--- start of Selected excerpt ---

- Hatch's Camp
- U.S. National Register of Historic Places
- Location: 8.3 mi. E from mouth of Logan Canyon, Cache National Forest, Utah
- Coordinates: 41°46′32″N 111°38′57″W﻿ / ﻿41.77556°N 111.64917°W
- Area: 2.6 acres (1.1 ha)
- Built: 1922
- Architectural style: Bungalow/Craftsman, NPS Rustic
- NRHP reference No.: 06001192
- Added to NRHP: December 27, 2006

= Pine Glenn Cove =

Pine Glenn Cove is a private vacation retreat, also known by various other names, including Hatch's Camp, Forest Hills, the Nunnery and St. Anne's Retreat. The property is located in Logan Canyon, Utah. Pine Glenn Cove is the largest private retreat in Cache National Forest and Logan Canyon, and the only one with a swimming pool. It has a long, rich history. Started by a wealthy businessman in the early 1910s, it was later expanded by his descendants. It was most famously owned by the Catholic Church in the later half of the 20th century and used as a spiritual retreat for nuns.

Much folklore surrounds the camp, citing tales of pregnant nuns, infanticide, satanic worship, and hell-hounds. The camp made it on national headlines in October 1997 when 2 different groups of teenagers (one group of 8 and one group of 30 later in the night) were herded into the empty swimming pool, tied up, and harassed by three shotgun wielding watchmen. Hatch's Camp was placed on the National Register of Historic Places on December 27, 2006. The camp is privately owned and in a restoration process to be opened up to the public at a future date. St. Ann's Retreat is allegedly haunted and it was featured on an episode of Travel Channel's Ghost Adventures.

--- end of Selected excerpt ---

→ Written task 1
Please write out the Pine Glenn Cove article word for word, between "- Built: 1922" and "retreat for nuns.", inclusive.
→ Written task 2
Write the next part of the Pine Glenn Cove article, starting right after its last sentence.

--- start of Provided material ---

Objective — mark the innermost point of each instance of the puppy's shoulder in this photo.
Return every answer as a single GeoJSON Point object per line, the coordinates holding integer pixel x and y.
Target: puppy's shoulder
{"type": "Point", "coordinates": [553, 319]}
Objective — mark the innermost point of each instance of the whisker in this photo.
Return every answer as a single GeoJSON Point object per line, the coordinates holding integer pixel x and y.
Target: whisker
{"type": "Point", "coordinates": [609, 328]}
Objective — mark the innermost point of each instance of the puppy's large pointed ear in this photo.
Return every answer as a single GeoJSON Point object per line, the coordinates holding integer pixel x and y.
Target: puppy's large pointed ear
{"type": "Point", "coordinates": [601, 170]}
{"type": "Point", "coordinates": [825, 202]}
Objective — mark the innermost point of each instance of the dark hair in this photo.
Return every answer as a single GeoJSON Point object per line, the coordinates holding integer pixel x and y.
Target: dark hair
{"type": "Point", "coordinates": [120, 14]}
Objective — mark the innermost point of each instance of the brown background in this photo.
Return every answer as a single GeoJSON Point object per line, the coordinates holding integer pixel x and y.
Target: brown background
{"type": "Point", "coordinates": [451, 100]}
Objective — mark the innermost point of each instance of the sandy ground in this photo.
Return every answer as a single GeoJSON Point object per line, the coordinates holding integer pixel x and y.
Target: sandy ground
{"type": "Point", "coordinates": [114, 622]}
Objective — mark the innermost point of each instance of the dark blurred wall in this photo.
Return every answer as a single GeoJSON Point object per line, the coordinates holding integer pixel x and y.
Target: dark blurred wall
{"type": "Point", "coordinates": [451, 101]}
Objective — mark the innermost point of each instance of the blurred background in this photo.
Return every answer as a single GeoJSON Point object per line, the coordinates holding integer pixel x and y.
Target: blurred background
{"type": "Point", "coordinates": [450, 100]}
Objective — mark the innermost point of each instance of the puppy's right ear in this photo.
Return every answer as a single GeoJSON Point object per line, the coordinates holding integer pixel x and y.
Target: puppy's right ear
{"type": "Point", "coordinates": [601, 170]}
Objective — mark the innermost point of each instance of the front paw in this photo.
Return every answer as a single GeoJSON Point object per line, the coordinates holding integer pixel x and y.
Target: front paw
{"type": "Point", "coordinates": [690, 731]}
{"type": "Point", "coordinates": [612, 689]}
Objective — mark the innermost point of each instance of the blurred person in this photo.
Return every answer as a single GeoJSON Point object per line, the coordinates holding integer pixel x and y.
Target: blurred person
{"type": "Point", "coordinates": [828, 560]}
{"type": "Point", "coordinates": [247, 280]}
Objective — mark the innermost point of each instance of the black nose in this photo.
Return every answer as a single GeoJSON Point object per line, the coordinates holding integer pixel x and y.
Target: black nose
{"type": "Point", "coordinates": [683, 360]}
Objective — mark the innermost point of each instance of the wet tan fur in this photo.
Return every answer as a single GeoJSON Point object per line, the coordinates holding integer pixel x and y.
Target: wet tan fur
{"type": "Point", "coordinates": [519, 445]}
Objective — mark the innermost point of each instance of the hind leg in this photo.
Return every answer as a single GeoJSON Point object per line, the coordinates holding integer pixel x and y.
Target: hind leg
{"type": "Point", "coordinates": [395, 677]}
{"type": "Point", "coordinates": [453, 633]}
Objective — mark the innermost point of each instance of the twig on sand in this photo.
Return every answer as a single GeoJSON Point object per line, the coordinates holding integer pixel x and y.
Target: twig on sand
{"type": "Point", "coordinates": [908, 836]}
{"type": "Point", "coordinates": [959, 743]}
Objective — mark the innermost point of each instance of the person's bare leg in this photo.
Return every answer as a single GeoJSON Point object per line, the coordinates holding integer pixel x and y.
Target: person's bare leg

--- end of Provided material ---

→ Result 1
- Built: 1922
- Architectural style: Bungalow/Craftsman, NPS Rustic
- NRHP reference No.: 06001192
- Added to NRHP: December 27, 2006

= Pine Glenn Cove =

Pine Glenn Cove is a private vacation retreat, also known by various other names, including Hatch's Camp, Forest Hills, the Nunnery and St. Anne's Retreat. The property is located in Logan Canyon, Utah. Pine Glenn Cove is the largest private retreat in Cache National Forest and Logan Canyon, and the only one with a swimming pool. It has a long, rich history. Started by a wealthy businessman in the early 1910s, it was later expanded by his descendants. It was most famously owned by the Catholic Church in the later half of the 20th century and used as a spiritual retreat for nuns.

→ Result 2
==History==
The site was originally developed in 1910 by Hezekiah Eastman Hatch (1855-1928), a prominent Logan, Utah businessman who built the first cabin there between 1915 and 1918. He built the cabin for his wife Georgia Thatcher Hatch, who enjoyed the cabin in her later years. After her death in 1919, their son Lorenzo Boyd Hatch took over the camp. He and his brother-in-law Floyd B. Odlum expanded the camp. They were self-made millionaires, owners and investors of many prominent businesses.

They expanded the site and eventually the summer camp became a summer retreat, not only for the Hatches and Odlums, but for numerous friends and family. The Retreat and its owners hosted many famous people from Hollywood movie stars to government leaders and business heads. Guests included those with local ties as well as business associates, socialites, and other elites the Hatches and the Odlums knew through their ties to New York City and Hollywood.

In the 1950s, the camp was donated to the Roman Catholic Diocese by the Hatch family. It was originally offered to the Church of Jesus Christ of Latter-day Saints and then Utah State University, but neither of them were interested in the property. It was renamed St. Ann's retreat by the Church, and it was used as a vacation spot for nuns from Sisters of the Holy Cross and the Benedictines in Salt Lake City. In the 1980s, it became a youth summer camp for the Boys' Club of Weber and Salt Lake Central City Community Center. It was sold for private ownership in the 1993. Hatch's Camp was added to the National Register of Historic Places on December 27, 2006.

== Location ==
The camp is located 8.3 miles up Logan Canyon, Cache County, Utah, 10 miles from the city of Logan. The land is on the grounds of Cache National Forest.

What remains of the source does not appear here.